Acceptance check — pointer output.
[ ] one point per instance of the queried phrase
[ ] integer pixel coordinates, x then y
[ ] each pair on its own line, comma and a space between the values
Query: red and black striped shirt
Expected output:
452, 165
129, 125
= = = = = = =
### Short problem
Pick out each line in the items above that contains the word "output", and copy those lines in full.

### Response
Acceptance check — pointer output.
Expected output:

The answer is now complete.